▶ **DATA RECORDS**:
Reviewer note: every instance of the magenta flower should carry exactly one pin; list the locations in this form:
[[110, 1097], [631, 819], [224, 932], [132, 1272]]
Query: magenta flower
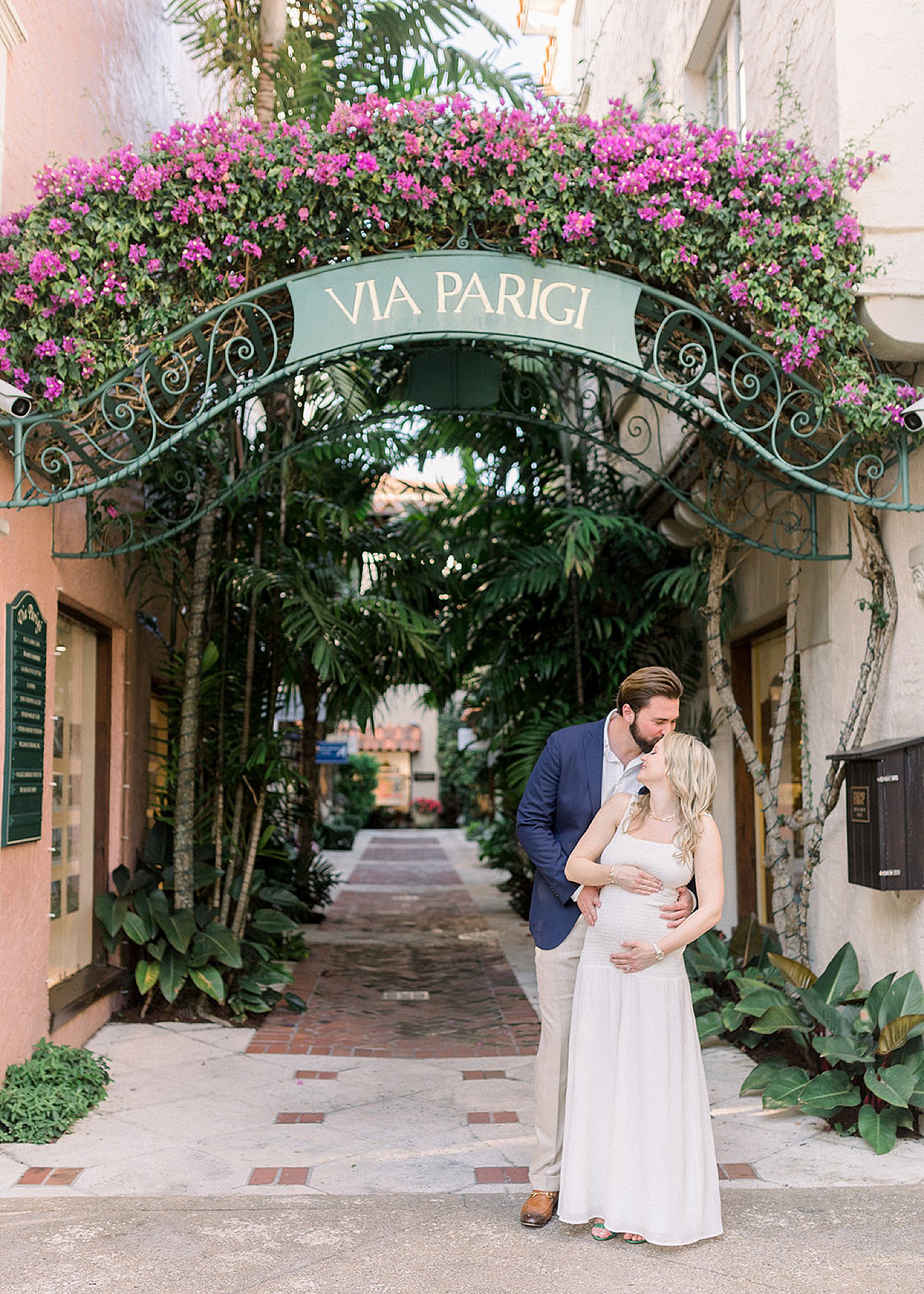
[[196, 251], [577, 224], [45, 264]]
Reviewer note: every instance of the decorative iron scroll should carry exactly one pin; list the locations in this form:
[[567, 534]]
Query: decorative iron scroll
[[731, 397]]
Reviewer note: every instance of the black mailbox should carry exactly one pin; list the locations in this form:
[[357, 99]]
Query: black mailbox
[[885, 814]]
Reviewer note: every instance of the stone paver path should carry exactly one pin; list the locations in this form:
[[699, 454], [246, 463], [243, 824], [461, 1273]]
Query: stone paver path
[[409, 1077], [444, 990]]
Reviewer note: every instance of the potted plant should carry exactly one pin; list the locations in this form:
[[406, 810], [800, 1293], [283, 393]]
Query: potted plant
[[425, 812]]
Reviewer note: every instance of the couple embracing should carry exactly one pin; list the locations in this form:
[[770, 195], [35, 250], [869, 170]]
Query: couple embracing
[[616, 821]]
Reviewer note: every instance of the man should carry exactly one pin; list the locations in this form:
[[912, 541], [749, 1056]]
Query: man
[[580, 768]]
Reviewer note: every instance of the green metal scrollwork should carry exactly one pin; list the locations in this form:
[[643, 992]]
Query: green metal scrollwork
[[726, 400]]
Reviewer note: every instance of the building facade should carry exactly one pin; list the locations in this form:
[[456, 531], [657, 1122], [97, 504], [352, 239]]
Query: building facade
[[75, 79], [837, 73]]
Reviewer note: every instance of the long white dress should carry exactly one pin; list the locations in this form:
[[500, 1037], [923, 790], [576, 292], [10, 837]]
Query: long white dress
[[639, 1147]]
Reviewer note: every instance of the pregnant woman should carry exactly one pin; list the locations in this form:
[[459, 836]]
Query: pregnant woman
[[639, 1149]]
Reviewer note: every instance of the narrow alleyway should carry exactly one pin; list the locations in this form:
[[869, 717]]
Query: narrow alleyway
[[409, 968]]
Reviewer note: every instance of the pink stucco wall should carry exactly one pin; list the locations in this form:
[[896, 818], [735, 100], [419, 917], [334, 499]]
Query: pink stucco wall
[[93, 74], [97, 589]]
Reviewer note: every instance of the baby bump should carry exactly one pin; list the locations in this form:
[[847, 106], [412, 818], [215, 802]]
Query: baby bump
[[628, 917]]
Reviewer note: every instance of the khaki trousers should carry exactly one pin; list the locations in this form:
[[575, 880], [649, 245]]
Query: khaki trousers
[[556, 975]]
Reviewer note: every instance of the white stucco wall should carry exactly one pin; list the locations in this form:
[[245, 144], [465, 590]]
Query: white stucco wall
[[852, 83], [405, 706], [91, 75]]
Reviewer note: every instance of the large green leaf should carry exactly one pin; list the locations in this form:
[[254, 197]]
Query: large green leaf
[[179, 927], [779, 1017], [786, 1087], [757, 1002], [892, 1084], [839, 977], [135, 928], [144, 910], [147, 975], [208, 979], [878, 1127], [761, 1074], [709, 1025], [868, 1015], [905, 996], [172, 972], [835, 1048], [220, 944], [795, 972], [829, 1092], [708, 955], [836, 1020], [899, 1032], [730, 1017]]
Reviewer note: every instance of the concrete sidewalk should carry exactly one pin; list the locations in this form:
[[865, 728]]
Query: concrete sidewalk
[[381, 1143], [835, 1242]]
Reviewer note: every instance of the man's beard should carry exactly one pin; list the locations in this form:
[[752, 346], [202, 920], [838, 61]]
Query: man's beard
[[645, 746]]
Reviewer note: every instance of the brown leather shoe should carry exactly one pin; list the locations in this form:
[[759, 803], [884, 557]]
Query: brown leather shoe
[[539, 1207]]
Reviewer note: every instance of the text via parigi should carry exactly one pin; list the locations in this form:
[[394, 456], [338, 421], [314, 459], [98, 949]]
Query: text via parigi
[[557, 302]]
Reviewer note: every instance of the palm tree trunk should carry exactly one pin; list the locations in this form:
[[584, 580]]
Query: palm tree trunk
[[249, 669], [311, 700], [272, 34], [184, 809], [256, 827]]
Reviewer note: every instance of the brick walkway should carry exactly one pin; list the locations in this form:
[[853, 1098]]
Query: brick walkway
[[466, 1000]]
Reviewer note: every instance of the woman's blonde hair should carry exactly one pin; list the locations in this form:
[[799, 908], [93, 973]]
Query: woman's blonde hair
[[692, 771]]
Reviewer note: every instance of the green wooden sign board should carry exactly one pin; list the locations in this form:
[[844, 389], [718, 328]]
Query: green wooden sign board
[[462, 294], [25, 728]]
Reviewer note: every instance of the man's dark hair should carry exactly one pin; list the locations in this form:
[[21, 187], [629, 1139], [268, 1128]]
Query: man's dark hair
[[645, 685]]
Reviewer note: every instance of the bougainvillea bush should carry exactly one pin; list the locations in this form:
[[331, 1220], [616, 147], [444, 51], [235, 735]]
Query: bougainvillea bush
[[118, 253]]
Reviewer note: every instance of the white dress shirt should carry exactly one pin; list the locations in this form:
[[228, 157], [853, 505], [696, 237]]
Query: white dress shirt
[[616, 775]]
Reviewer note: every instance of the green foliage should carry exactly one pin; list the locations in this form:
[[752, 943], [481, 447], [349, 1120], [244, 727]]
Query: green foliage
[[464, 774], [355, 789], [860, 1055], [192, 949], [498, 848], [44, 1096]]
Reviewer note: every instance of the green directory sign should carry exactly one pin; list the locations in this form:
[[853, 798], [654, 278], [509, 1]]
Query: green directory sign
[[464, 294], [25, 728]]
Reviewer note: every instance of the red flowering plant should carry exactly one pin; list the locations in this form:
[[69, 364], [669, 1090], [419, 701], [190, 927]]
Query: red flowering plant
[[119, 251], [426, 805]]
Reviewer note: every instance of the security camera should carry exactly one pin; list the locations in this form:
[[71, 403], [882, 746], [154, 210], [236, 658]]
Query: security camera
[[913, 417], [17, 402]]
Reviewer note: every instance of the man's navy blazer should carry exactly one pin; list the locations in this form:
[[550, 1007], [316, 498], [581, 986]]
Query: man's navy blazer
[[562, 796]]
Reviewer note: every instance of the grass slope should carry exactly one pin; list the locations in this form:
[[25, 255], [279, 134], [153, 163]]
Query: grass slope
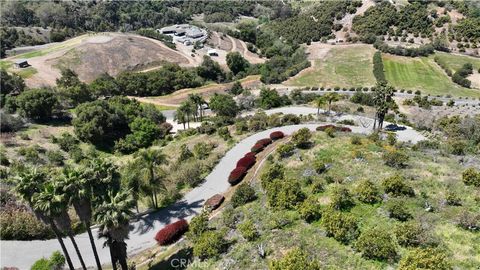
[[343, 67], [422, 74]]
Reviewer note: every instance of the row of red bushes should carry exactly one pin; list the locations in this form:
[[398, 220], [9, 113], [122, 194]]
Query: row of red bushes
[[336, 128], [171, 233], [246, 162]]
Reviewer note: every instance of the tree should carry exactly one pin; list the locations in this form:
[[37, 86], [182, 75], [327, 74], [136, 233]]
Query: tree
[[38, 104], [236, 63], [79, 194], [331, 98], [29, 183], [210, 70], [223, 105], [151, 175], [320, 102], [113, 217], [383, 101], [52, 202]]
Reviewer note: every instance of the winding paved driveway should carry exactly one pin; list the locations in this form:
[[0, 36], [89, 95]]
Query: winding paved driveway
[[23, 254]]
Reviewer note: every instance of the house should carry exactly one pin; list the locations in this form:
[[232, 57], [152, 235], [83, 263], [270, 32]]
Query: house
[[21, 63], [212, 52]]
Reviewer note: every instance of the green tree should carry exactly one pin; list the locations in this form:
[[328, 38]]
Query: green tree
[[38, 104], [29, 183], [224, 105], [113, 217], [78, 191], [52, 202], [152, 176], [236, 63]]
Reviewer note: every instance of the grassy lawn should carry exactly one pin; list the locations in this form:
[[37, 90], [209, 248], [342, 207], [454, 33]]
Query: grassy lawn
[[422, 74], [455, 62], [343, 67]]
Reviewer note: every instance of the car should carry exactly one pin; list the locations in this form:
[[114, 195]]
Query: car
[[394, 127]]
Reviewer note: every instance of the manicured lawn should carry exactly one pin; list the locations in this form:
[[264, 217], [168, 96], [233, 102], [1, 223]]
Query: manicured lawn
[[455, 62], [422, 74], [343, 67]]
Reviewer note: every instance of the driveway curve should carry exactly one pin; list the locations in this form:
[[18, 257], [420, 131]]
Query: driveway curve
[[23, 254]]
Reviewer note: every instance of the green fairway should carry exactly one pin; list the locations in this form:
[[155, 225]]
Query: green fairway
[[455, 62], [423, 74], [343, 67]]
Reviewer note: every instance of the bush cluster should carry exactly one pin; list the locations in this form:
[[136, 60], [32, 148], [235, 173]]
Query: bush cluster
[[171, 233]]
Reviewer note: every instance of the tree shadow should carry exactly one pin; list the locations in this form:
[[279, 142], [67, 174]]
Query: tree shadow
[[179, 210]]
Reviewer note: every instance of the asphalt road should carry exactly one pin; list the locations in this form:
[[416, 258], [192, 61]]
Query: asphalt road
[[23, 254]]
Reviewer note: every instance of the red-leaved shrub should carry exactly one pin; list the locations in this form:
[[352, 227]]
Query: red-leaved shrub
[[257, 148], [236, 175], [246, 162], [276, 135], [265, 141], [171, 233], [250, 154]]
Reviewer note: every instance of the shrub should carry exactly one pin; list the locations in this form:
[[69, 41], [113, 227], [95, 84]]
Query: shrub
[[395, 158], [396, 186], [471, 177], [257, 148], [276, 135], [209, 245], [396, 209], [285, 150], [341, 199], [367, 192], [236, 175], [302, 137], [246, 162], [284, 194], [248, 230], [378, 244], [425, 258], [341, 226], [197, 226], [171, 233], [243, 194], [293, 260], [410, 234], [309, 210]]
==
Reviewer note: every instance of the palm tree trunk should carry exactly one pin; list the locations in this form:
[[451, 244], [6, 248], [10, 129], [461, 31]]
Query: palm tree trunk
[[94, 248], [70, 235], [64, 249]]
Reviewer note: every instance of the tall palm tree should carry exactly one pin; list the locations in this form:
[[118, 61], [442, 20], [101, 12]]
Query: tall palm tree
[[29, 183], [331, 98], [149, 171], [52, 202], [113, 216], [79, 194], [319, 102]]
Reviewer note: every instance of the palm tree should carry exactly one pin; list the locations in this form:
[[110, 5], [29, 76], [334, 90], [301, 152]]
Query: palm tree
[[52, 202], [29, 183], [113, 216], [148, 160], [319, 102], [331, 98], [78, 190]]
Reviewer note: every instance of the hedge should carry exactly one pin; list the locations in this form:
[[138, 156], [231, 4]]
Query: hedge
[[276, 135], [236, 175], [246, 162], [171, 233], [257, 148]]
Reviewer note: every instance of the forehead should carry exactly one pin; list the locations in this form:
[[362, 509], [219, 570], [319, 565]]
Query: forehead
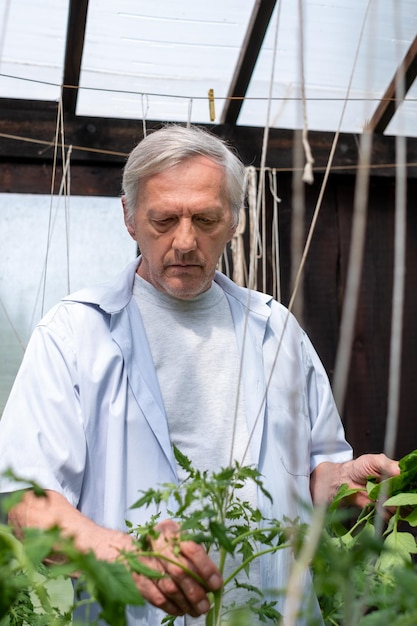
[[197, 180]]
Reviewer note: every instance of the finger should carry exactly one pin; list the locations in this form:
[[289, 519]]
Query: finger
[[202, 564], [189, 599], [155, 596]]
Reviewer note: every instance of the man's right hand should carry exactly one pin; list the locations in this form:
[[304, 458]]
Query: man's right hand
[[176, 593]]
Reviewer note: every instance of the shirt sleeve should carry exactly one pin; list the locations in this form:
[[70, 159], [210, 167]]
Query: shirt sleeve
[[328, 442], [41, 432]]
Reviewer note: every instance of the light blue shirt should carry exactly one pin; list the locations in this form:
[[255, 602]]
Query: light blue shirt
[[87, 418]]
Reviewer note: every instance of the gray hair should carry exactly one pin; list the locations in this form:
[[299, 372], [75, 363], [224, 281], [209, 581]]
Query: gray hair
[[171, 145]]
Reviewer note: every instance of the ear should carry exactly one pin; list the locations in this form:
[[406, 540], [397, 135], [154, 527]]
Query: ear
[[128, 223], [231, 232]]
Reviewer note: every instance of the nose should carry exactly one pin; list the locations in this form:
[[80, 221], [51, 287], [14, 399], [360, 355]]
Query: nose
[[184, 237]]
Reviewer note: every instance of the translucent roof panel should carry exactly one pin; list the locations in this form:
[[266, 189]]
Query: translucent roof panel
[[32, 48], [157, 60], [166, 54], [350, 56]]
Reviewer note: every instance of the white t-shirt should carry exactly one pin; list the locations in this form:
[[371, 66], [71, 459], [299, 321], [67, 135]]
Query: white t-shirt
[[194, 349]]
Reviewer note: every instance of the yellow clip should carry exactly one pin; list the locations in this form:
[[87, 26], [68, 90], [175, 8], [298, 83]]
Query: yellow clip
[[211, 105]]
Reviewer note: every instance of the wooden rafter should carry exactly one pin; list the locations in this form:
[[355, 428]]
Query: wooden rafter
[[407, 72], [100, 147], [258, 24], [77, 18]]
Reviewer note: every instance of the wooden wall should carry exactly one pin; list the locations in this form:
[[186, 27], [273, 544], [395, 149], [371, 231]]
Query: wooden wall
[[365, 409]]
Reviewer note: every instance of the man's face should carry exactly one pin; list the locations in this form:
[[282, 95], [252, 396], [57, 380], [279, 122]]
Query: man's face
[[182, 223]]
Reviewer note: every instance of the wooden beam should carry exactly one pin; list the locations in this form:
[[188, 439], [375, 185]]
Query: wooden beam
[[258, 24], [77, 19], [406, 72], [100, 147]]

▶ **YOUR OBJECTIVE**: Copy out the lines word for word, starting at the line containing "Reviewer note: every instance of the gray" and ending at the line containing "[[182, 223]]", with both of those lines included.

▶ **IN RESPONSE**:
Reviewer note: every instance of the gray hair should carry exactly one pin; list the locations in this form:
[[299, 372], [75, 363], [224, 281], [209, 581]]
Query: gray hair
[[171, 145]]
Reviewer note: every instance of the ear should carry exactly one pin; list the locations in this form:
[[406, 540], [397, 135], [154, 527]]
Query: ear
[[128, 223], [231, 232]]
Reviewer note: every instance of the nose should carry exactly one pin; list the locations in this form:
[[80, 221], [51, 287], [14, 399], [360, 355]]
Query: nose
[[184, 237]]
Reviewer note: every instance of the translucent roof panel should carry exactly one pin; list the locations in this form:
[[266, 189]]
Query: translucent roof panel
[[32, 48], [157, 60], [166, 54], [350, 56]]
Reviewer note: every instance of the white t-shirt should carry exactly one pin; list the locations in this form:
[[371, 66], [71, 459], [299, 321], [67, 135]]
Query: white t-shirt
[[194, 349]]
Reviewer note: every instance of the yellow clip should carry exactly one pin; list the locations in this form:
[[87, 26], [68, 90], [175, 8], [298, 83]]
Query: yellow clip
[[211, 105]]
Reviewer note: every instance of the wooden rafter should carry exactly one pin; list the locations in this form:
[[355, 428]]
Query: wooden rafter
[[407, 72], [100, 147], [258, 24], [77, 18]]
Reviewer note: every instance of the wooden wall should carry exactly one pin; list the locations in this form:
[[186, 27], [273, 544], [395, 149], [371, 231]]
Query: wooden wall
[[365, 409]]
Reviewer note: every instance of the man's face should carry exactly one pin; list the locations in this form:
[[282, 95], [252, 396], [57, 380], [279, 122]]
Query: man's face
[[182, 223]]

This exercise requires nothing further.